Exercise task.
Pick out each line in the rows below that contains the word "diver", and copy those lines in the order they appear.

Data to use.
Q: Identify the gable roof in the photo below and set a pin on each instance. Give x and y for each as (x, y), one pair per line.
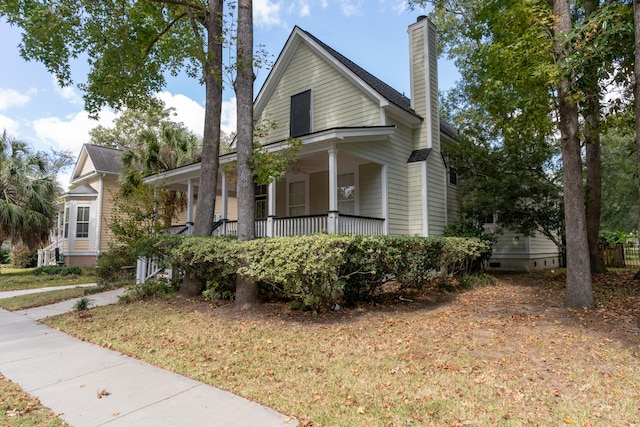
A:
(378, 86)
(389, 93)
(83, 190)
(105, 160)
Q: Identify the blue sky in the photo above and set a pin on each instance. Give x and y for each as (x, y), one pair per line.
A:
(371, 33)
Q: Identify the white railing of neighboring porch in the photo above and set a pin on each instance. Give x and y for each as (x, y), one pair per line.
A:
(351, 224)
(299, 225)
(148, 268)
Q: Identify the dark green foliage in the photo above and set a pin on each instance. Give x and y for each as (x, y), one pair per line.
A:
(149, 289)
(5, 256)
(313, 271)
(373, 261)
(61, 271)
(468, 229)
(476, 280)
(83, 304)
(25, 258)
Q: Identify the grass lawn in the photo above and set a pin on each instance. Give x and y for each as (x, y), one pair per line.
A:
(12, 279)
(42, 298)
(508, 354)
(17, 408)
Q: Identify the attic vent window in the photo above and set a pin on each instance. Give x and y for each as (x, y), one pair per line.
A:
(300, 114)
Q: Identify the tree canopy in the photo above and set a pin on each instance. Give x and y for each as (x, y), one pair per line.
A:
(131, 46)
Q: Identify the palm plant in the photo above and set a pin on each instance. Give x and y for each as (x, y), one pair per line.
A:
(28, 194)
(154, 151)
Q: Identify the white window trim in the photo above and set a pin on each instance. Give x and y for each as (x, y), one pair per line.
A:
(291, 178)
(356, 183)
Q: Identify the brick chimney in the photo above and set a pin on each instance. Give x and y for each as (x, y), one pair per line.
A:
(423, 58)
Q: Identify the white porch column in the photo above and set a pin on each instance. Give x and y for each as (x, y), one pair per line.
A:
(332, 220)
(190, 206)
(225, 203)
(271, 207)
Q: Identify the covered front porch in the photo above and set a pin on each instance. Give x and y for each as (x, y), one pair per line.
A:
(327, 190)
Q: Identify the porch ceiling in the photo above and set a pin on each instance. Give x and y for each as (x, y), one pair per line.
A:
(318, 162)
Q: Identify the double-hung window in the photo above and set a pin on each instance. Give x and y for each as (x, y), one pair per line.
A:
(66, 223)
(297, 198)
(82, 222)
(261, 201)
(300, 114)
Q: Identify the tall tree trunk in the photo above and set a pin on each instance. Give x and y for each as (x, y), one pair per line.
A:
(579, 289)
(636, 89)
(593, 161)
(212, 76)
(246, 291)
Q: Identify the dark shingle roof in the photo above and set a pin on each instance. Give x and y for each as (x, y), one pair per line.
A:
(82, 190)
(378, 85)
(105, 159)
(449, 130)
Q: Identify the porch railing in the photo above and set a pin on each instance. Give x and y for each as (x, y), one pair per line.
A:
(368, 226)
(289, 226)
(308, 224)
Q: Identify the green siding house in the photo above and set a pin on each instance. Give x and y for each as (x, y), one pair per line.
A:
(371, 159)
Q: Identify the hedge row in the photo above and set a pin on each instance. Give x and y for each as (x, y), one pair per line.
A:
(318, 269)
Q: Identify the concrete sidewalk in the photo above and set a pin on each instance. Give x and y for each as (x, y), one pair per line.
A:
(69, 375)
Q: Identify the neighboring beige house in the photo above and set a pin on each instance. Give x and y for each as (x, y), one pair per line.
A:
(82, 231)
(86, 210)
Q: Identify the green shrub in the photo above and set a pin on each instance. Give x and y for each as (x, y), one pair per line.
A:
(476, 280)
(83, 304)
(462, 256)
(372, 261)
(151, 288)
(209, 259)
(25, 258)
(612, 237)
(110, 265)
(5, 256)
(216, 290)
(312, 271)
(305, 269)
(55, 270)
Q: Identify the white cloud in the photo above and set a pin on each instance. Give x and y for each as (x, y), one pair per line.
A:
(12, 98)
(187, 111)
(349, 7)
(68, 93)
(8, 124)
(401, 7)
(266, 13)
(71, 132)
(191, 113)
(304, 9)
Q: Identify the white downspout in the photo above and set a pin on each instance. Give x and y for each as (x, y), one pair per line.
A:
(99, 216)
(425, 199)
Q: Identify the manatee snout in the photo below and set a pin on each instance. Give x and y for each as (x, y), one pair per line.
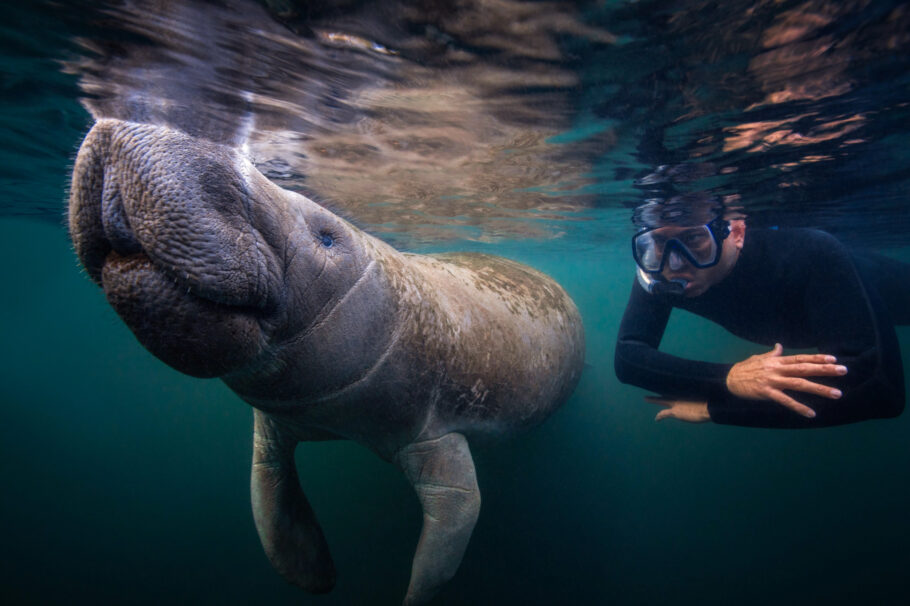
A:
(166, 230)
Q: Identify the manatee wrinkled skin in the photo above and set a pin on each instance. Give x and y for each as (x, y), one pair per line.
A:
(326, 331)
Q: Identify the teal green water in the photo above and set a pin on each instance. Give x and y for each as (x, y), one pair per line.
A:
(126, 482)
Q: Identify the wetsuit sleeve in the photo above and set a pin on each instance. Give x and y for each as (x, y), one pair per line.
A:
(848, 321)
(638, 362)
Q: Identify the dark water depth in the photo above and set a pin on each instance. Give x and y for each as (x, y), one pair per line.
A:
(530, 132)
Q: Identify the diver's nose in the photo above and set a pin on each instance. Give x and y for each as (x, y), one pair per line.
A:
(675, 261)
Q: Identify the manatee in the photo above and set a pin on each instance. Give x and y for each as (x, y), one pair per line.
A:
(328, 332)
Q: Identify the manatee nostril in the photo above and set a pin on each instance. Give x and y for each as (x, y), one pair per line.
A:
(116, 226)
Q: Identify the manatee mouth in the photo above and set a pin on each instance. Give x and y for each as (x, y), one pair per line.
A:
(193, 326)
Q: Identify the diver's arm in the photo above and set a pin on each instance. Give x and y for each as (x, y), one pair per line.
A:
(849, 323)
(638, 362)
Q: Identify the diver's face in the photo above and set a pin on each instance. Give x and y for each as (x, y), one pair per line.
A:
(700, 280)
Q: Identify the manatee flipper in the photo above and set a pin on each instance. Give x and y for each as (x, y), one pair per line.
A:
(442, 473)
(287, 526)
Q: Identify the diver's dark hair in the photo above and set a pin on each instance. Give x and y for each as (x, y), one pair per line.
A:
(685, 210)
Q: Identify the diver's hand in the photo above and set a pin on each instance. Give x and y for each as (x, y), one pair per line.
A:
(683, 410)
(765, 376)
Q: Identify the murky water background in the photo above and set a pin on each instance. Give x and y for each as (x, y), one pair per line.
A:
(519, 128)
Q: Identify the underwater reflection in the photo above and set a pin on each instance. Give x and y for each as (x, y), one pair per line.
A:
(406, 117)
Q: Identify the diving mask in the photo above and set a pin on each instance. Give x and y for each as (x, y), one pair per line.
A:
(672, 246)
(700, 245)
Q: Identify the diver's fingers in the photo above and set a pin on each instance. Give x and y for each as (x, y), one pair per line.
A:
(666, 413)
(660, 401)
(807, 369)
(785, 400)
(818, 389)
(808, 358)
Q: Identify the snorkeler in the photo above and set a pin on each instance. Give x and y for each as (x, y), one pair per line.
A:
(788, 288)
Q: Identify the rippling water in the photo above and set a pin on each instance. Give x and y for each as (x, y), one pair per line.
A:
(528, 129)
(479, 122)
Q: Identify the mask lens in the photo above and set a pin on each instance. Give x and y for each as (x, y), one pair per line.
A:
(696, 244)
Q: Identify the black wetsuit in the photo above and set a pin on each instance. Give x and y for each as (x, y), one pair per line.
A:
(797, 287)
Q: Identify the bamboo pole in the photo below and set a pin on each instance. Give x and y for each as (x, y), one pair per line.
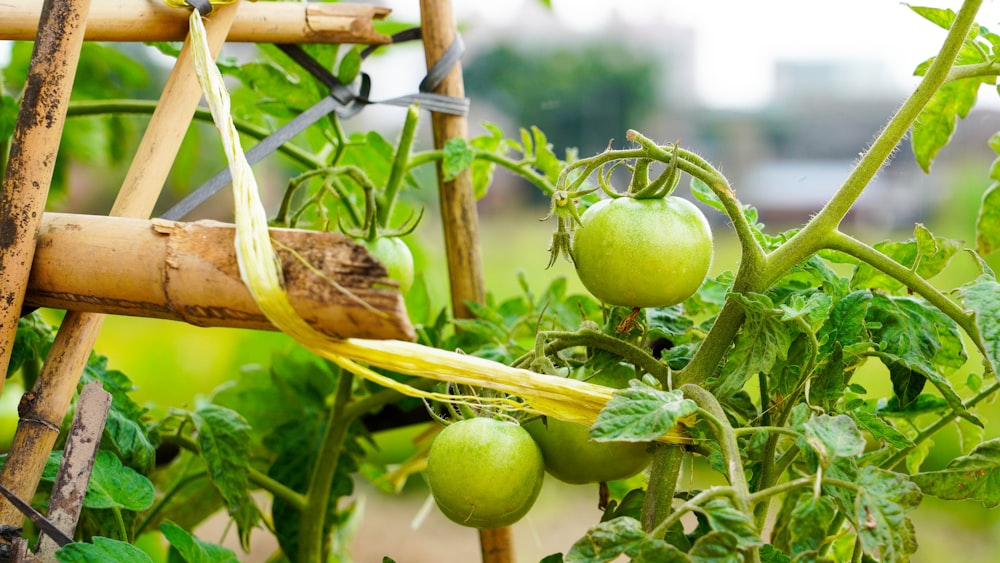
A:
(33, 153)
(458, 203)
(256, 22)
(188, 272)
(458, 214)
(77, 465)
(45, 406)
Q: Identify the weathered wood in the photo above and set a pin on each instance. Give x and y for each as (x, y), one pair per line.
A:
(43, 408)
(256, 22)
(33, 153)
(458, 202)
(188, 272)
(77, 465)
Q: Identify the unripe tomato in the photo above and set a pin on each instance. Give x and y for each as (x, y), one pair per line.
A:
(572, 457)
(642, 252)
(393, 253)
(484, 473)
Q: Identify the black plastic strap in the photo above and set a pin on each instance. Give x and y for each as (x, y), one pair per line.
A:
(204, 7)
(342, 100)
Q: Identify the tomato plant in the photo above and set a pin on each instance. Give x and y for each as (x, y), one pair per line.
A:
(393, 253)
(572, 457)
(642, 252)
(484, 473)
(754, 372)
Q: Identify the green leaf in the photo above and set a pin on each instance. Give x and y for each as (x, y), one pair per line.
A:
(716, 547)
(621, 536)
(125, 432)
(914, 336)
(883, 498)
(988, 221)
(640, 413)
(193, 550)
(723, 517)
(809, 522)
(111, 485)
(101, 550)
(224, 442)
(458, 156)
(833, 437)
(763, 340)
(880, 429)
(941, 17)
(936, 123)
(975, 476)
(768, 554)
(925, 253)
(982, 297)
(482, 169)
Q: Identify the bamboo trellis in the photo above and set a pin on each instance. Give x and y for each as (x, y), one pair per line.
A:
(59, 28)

...

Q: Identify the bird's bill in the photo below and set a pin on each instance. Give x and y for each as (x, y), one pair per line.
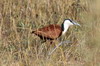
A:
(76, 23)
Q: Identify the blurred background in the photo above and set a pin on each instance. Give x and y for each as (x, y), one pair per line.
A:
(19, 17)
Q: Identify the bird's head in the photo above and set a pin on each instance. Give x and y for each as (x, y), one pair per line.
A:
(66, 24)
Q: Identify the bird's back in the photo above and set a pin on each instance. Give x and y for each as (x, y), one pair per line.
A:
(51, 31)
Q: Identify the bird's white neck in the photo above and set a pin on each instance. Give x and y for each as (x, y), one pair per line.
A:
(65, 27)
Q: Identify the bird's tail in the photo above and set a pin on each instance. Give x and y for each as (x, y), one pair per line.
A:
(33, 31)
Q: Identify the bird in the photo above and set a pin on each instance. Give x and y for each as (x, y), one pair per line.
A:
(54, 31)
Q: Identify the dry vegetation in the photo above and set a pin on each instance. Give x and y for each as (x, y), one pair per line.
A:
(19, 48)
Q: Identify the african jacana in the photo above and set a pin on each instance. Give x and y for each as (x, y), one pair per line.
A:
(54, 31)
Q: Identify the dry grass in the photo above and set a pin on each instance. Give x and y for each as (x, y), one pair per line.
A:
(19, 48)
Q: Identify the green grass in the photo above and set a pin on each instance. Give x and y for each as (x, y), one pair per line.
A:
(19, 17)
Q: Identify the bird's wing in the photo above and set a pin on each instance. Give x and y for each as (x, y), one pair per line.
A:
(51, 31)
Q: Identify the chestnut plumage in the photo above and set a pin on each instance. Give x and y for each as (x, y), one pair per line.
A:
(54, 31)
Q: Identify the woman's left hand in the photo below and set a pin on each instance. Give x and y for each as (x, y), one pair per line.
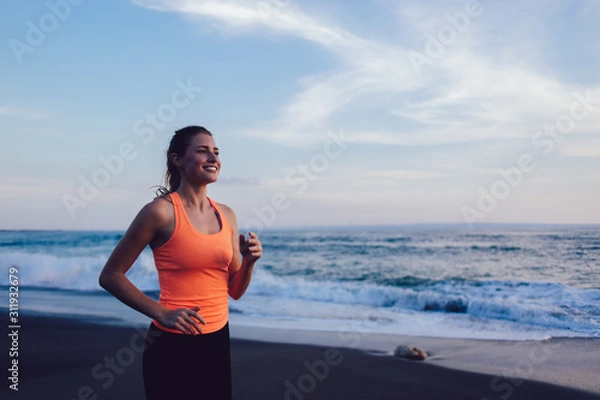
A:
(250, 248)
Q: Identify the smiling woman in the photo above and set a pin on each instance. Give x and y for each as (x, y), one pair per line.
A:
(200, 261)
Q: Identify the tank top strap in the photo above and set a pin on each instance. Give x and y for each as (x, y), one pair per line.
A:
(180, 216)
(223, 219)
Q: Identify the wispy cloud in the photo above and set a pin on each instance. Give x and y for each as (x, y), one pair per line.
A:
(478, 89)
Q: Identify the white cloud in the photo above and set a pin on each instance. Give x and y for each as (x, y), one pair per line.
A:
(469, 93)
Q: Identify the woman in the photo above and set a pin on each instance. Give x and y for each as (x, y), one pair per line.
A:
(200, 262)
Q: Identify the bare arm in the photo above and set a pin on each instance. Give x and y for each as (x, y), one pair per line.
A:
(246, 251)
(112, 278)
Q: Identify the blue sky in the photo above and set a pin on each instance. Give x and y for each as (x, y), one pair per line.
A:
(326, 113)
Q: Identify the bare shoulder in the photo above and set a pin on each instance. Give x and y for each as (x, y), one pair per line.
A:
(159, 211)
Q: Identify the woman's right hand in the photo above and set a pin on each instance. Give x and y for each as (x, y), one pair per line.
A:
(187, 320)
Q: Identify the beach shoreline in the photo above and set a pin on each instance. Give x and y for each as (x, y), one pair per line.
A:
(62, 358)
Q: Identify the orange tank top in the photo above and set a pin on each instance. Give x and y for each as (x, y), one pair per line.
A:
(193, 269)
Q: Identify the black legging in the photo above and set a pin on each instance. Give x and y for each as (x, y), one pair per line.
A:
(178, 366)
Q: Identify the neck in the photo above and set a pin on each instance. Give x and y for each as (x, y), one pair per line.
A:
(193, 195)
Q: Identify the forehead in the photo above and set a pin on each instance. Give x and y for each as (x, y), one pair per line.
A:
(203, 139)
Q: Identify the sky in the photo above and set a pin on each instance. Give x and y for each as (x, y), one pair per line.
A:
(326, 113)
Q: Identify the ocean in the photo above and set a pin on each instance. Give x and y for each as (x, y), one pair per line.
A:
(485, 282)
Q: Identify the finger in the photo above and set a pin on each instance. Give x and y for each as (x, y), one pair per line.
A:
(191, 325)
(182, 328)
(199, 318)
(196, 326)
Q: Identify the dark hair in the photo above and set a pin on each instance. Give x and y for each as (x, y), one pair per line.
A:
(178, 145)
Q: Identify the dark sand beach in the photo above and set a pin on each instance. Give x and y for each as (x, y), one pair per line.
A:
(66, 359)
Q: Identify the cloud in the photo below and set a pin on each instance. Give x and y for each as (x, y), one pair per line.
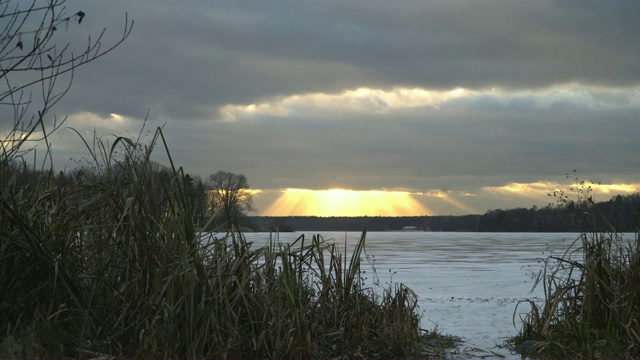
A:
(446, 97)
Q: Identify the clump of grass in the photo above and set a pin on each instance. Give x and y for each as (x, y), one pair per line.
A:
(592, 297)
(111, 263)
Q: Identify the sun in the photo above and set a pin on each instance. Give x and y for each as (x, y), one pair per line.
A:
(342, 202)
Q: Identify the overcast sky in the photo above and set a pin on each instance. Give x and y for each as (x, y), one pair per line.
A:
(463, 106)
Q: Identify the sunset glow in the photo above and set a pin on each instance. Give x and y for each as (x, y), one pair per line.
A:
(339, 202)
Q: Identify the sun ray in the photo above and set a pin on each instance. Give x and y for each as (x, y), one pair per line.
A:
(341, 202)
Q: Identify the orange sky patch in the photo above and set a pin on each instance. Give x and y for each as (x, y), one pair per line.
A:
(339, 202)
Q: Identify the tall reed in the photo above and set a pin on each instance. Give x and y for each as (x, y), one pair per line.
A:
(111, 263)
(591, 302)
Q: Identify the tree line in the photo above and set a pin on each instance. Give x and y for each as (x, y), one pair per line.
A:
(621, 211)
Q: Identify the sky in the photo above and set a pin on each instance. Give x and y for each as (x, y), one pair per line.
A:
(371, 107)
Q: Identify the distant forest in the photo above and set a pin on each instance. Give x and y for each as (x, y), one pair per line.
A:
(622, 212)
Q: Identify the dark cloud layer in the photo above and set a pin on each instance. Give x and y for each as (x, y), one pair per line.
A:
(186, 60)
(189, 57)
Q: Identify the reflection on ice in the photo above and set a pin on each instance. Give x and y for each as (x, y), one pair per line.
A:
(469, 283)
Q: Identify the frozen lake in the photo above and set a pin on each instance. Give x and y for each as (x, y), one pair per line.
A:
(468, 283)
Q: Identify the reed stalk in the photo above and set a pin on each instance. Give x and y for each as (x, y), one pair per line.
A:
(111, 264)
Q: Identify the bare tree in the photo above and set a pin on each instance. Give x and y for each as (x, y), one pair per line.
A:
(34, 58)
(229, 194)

...

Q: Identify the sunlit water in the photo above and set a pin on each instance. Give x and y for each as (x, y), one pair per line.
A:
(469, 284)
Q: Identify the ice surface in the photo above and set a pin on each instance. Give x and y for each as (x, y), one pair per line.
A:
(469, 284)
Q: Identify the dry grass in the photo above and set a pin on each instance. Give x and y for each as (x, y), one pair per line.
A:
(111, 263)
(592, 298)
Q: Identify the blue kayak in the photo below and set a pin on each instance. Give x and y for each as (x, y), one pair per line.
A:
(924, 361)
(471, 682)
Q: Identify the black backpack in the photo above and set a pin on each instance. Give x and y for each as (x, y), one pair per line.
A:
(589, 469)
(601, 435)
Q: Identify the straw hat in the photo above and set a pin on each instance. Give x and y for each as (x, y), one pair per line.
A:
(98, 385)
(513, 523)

Result for this exercise.
Q: Identify the diver's nose in the photo above and set a pin on each instance. Give x and y for each as (x, y), one pair per line.
Q: Identify the diver's arm in the photo above and set a pin on each instance. Give x and y for each as (x, y), one pair per line.
Q: Identify the diver's face in the photo above and set a pin on each instance. Give x and y for each as (x, y), one pair per line.
Q: Identify the diver's dark hair in the photo above and set a pin on each instance. Give x and y for each as (x, y), one pair per line.
Q: Identify the diver's hand in the photo above and set a pin on each instance. Give x and y for each as (x, y), one pair per line.
Q: Identify the diver's fingers in the photo above and set a pin on each instance. Give x and y for each as (x, y), one pair per line.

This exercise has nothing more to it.